[Task goal] Restate the records below word for word, leaving nothing out.

Stored data entries:
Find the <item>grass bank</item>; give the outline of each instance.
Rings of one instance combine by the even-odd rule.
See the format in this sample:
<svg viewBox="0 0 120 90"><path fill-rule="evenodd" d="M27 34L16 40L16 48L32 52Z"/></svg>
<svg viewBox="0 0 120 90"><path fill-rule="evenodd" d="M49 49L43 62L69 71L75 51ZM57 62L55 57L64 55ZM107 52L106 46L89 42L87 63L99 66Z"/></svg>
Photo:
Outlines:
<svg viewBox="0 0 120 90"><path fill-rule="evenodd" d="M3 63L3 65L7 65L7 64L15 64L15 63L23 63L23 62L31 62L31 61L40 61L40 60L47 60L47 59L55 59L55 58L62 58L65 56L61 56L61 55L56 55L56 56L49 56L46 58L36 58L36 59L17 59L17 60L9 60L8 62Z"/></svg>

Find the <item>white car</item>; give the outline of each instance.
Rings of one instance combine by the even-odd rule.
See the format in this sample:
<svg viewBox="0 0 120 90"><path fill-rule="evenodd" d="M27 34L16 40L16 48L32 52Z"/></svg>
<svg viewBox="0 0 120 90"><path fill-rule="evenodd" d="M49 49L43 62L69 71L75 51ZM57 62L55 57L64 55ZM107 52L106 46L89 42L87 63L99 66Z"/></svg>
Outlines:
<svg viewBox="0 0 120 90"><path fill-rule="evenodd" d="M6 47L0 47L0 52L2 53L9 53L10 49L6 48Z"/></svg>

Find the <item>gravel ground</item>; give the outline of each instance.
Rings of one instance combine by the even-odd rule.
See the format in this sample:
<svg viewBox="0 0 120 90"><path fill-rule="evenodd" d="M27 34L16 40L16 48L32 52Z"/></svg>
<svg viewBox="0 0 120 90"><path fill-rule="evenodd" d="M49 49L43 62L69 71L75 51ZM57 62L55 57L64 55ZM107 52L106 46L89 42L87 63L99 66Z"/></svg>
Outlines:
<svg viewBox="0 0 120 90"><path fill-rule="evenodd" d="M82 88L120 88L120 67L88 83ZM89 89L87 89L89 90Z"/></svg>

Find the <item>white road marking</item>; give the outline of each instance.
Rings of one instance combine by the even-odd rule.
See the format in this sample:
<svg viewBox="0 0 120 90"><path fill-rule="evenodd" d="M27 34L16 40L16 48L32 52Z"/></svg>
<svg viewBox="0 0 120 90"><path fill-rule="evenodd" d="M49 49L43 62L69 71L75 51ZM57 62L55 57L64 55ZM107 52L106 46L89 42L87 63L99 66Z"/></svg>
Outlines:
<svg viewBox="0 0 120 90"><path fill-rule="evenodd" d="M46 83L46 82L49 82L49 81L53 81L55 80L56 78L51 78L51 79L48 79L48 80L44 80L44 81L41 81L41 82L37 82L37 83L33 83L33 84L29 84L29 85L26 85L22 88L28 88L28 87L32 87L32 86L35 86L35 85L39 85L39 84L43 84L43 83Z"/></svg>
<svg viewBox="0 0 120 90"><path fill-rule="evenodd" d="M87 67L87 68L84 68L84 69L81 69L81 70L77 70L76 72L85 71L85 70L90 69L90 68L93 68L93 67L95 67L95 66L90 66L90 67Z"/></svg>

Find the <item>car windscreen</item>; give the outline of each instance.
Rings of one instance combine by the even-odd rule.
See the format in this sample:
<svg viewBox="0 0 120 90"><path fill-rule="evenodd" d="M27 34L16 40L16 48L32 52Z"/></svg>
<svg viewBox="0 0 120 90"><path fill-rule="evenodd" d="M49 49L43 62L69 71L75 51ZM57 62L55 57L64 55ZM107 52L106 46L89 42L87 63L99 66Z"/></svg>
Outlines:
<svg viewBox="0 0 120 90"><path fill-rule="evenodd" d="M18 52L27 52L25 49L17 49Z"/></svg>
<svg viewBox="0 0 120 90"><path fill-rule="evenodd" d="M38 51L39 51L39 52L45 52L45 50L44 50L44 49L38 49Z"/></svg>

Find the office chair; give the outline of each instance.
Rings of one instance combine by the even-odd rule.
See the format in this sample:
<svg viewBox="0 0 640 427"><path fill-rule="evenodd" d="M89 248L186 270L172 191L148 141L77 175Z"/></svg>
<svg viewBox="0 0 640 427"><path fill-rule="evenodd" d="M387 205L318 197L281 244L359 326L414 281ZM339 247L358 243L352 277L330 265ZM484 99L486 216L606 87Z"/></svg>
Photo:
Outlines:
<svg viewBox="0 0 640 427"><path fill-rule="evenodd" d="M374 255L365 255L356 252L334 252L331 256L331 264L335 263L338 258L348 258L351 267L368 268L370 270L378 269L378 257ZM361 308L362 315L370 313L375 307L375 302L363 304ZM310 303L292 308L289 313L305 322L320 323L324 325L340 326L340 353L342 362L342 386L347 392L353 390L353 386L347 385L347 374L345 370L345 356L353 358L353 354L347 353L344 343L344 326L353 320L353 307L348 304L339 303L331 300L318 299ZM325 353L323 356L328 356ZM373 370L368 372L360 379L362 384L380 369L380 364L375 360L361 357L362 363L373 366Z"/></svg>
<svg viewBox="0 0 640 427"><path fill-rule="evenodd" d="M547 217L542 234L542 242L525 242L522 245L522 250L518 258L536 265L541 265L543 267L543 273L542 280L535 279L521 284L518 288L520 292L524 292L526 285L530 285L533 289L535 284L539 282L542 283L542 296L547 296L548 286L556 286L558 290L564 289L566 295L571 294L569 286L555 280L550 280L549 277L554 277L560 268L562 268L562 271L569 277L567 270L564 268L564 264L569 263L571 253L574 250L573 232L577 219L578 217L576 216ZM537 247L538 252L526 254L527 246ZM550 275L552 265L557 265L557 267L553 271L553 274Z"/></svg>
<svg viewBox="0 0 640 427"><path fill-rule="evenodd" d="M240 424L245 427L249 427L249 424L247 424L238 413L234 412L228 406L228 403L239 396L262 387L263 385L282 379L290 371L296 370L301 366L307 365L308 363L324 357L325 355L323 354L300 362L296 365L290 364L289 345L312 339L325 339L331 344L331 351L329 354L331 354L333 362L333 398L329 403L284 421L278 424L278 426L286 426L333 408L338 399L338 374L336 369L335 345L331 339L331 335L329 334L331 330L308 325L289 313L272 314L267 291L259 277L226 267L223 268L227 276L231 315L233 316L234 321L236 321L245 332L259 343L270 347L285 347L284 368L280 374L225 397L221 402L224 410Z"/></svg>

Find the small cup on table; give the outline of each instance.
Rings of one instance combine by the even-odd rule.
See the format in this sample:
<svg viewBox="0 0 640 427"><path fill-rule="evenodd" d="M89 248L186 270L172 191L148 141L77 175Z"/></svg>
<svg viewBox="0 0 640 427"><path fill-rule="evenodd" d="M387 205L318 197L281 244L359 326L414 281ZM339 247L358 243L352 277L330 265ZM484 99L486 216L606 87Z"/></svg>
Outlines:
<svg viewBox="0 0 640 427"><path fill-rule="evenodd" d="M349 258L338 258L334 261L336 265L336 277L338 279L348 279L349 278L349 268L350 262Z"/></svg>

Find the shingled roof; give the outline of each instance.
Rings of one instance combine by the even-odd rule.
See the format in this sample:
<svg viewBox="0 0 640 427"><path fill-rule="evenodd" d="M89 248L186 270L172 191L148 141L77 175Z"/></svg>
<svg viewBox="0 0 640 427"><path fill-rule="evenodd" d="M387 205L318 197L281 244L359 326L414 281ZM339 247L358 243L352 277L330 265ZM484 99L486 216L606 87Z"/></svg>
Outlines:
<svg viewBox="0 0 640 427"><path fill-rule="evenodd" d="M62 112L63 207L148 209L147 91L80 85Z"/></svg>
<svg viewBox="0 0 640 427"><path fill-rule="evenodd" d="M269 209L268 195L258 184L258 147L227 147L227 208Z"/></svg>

[Result]
Find the <item>grass bank</item>; give the outline of each instance.
Rings of one instance combine by the even-odd rule.
See the format in this sample:
<svg viewBox="0 0 120 90"><path fill-rule="evenodd" d="M27 34L16 40L16 48L32 52Z"/></svg>
<svg viewBox="0 0 120 90"><path fill-rule="evenodd" d="M49 49L43 62L69 71L75 51ZM57 62L55 57L64 55ZM107 52L106 46L89 42L87 63L99 66Z"/></svg>
Photo:
Outlines:
<svg viewBox="0 0 120 90"><path fill-rule="evenodd" d="M3 63L3 65L7 65L7 64L15 64L15 63L23 63L23 62L31 62L31 61L40 61L40 60L47 60L47 59L55 59L55 58L62 58L65 56L61 56L61 55L56 55L56 56L49 56L46 58L36 58L36 59L17 59L17 60L9 60L8 62Z"/></svg>

Find the <item>white car</item>; give the outline of each instance.
Rings of one instance combine by the even-odd rule.
See the format in this sample:
<svg viewBox="0 0 120 90"><path fill-rule="evenodd" d="M27 34L16 40L16 48L32 52Z"/></svg>
<svg viewBox="0 0 120 90"><path fill-rule="evenodd" d="M49 49L43 62L69 71L75 51ZM57 62L55 57L64 55ZM107 52L106 46L89 42L87 63L99 66Z"/></svg>
Outlines:
<svg viewBox="0 0 120 90"><path fill-rule="evenodd" d="M6 47L0 47L0 52L2 53L9 53L10 49L6 48Z"/></svg>

Find the <item>gravel ground</item>; give the outline of each instance.
Rings of one instance combine by the even-odd rule.
See the format in this sample:
<svg viewBox="0 0 120 90"><path fill-rule="evenodd" d="M27 34L16 40L16 48L32 52Z"/></svg>
<svg viewBox="0 0 120 90"><path fill-rule="evenodd" d="M49 49L43 62L69 71L75 51ZM57 62L55 57L64 55ZM107 52L106 46L89 42L87 63L99 66Z"/></svg>
Outlines:
<svg viewBox="0 0 120 90"><path fill-rule="evenodd" d="M82 88L120 88L120 67L88 83ZM89 89L87 89L89 90Z"/></svg>

Find the <item>white road marking</item>; give the outline of each instance.
Rings of one instance combine by the even-odd rule.
See the format in this sample:
<svg viewBox="0 0 120 90"><path fill-rule="evenodd" d="M27 34L16 40L16 48L32 52Z"/></svg>
<svg viewBox="0 0 120 90"><path fill-rule="evenodd" d="M49 49L43 62L69 71L75 51ZM57 62L55 57L64 55ZM107 52L106 46L89 42L87 63L99 66Z"/></svg>
Outlines:
<svg viewBox="0 0 120 90"><path fill-rule="evenodd" d="M46 83L46 82L49 82L49 81L53 81L55 80L56 78L51 78L51 79L48 79L48 80L44 80L44 81L41 81L41 82L37 82L37 83L33 83L33 84L29 84L29 85L26 85L22 88L28 88L28 87L32 87L32 86L35 86L35 85L39 85L39 84L43 84L43 83Z"/></svg>
<svg viewBox="0 0 120 90"><path fill-rule="evenodd" d="M87 67L87 68L84 68L84 69L81 69L81 70L77 70L76 72L85 71L85 70L90 69L90 68L93 68L93 67L95 67L95 66L90 66L90 67Z"/></svg>

Find the <item>car windscreen</item>; give the outline of each instance.
Rings of one instance combine by the even-odd rule.
See the format in this sample:
<svg viewBox="0 0 120 90"><path fill-rule="evenodd" d="M27 34L16 40L16 48L32 52Z"/></svg>
<svg viewBox="0 0 120 90"><path fill-rule="evenodd" d="M49 49L43 62L69 71L75 51ZM57 62L55 57L64 55ZM107 52L106 46L89 42L87 63L99 66Z"/></svg>
Outlines:
<svg viewBox="0 0 120 90"><path fill-rule="evenodd" d="M18 52L27 52L25 49L17 49Z"/></svg>
<svg viewBox="0 0 120 90"><path fill-rule="evenodd" d="M38 51L39 51L39 52L45 52L45 50L44 50L44 49L38 49Z"/></svg>

Find the office chair; give the outline of each instance.
Rings of one instance combine by the even-odd rule.
See the format in this sample:
<svg viewBox="0 0 640 427"><path fill-rule="evenodd" d="M89 248L186 270L172 191L148 141L77 175Z"/></svg>
<svg viewBox="0 0 640 427"><path fill-rule="evenodd" d="M387 205L318 197L281 244L359 326L414 281ZM339 247L358 243L352 277L330 265ZM484 99L486 216L606 87Z"/></svg>
Photo:
Outlines:
<svg viewBox="0 0 640 427"><path fill-rule="evenodd" d="M374 255L365 255L356 252L334 252L331 256L331 264L335 263L338 258L348 258L351 267L368 268L370 270L378 269L378 257ZM361 308L362 315L370 313L375 307L375 302L363 304ZM310 303L292 308L289 313L305 322L320 323L324 325L340 326L340 353L342 362L342 386L347 392L353 390L353 386L347 385L347 374L345 370L345 356L353 358L353 354L347 353L344 343L344 326L353 320L353 307L348 304L339 303L331 300L318 299ZM325 353L323 356L328 356ZM373 370L368 372L360 379L362 384L380 369L380 364L375 360L361 357L362 363L373 366Z"/></svg>
<svg viewBox="0 0 640 427"><path fill-rule="evenodd" d="M547 217L542 234L542 242L525 242L522 245L522 250L518 258L536 265L541 265L543 267L543 273L542 280L535 279L521 284L518 288L520 292L524 292L526 285L530 285L533 289L535 284L539 282L542 283L542 296L547 296L548 286L556 286L558 290L564 289L566 295L571 294L569 286L555 280L550 280L549 277L554 277L560 268L562 268L562 271L569 277L567 270L564 268L564 264L569 263L571 253L574 250L573 232L577 219L578 217L576 216ZM537 247L538 252L526 254L527 246ZM550 275L552 265L557 265L557 267L553 271L553 274Z"/></svg>
<svg viewBox="0 0 640 427"><path fill-rule="evenodd" d="M240 424L245 427L249 427L249 424L247 424L238 413L234 412L228 406L228 403L239 396L262 387L263 385L282 379L290 371L296 370L301 366L307 365L308 363L324 357L325 355L323 354L300 362L296 365L290 364L289 345L312 339L325 339L331 344L331 351L329 354L331 354L333 362L333 398L329 403L284 421L278 424L278 426L286 426L333 408L338 399L338 374L336 369L335 345L331 339L331 335L329 334L331 330L308 325L289 313L272 314L267 291L259 277L226 267L223 268L227 276L231 315L233 316L234 321L236 321L245 332L259 343L270 347L285 347L284 368L280 374L225 397L221 402L224 410Z"/></svg>

Find the small cup on table; give the outline of each instance.
Rings of one instance combine by the even-odd rule.
See the format in this sample:
<svg viewBox="0 0 640 427"><path fill-rule="evenodd" d="M89 248L186 270L172 191L148 141L77 175Z"/></svg>
<svg viewBox="0 0 640 427"><path fill-rule="evenodd" d="M387 205L318 197L281 244L359 326L414 281ZM339 247L358 243L352 277L330 265ZM484 99L486 216L606 87Z"/></svg>
Outlines:
<svg viewBox="0 0 640 427"><path fill-rule="evenodd" d="M349 258L338 258L334 261L336 265L336 277L338 279L348 279L349 278L349 268L350 262Z"/></svg>

Find the shingled roof; give the outline of each instance.
Rings of one instance combine by the even-odd rule.
See the format in this sample:
<svg viewBox="0 0 640 427"><path fill-rule="evenodd" d="M89 248L186 270L172 191L148 141L77 175Z"/></svg>
<svg viewBox="0 0 640 427"><path fill-rule="evenodd" d="M387 205L318 197L281 244L359 326L414 281ZM339 247L358 243L352 277L330 265ZM484 99L486 216L606 87Z"/></svg>
Outlines:
<svg viewBox="0 0 640 427"><path fill-rule="evenodd" d="M62 112L63 207L148 209L147 91L80 85Z"/></svg>
<svg viewBox="0 0 640 427"><path fill-rule="evenodd" d="M269 209L268 195L258 184L258 147L227 147L227 208Z"/></svg>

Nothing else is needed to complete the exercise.